Which lines in the records contain the word "wooden"? Return each one in full.

**MATERIALS PROVIDED:**
....
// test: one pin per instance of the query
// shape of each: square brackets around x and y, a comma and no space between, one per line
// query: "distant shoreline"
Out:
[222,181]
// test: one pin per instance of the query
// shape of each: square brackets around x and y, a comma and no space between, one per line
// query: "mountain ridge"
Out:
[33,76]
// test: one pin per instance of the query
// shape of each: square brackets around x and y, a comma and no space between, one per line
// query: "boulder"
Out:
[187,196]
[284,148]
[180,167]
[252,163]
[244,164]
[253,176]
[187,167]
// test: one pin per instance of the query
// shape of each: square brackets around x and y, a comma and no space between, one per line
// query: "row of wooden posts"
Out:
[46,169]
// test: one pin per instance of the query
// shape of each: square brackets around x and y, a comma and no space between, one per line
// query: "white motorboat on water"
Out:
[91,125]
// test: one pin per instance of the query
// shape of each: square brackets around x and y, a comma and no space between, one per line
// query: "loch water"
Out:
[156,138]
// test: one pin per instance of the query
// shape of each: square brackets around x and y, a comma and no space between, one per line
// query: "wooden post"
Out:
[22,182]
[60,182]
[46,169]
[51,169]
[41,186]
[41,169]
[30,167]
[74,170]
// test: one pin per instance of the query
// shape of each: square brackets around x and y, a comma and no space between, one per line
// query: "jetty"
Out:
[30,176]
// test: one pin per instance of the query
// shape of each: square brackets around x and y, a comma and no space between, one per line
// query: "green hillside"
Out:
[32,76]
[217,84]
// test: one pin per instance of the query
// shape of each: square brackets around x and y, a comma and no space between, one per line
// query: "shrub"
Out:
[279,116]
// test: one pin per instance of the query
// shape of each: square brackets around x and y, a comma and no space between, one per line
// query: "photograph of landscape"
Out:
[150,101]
....
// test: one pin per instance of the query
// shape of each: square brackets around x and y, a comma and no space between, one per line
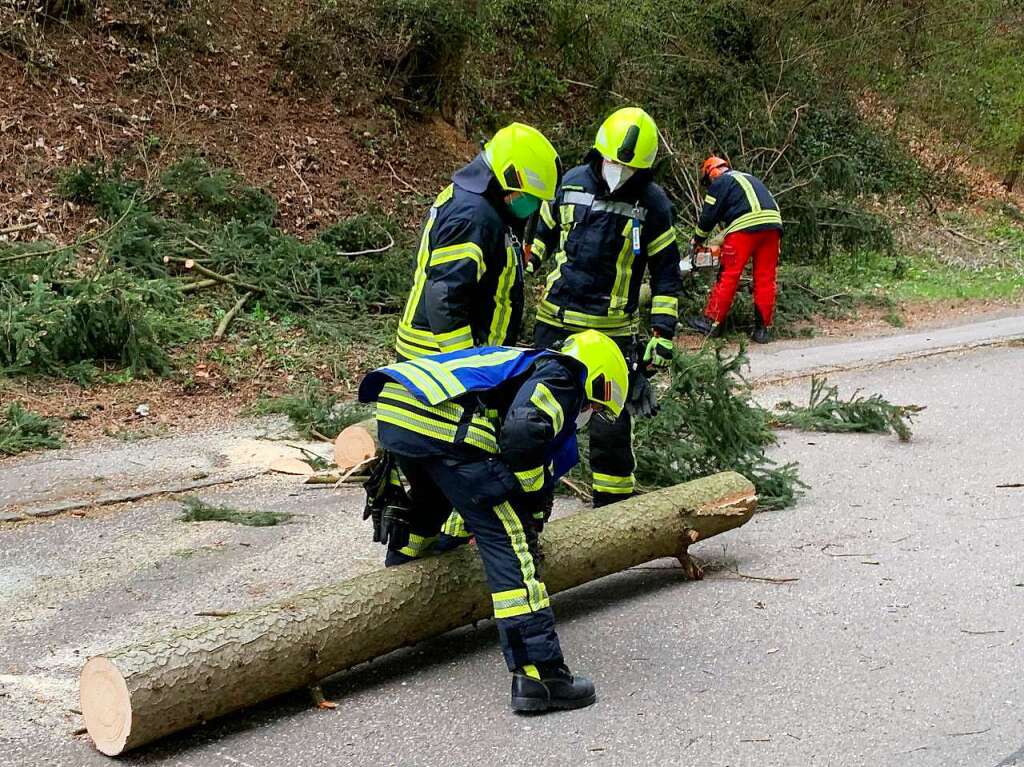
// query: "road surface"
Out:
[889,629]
....
**EXERCISE OUTPUT:**
// query: "row of wooden posts"
// query: "wooden post"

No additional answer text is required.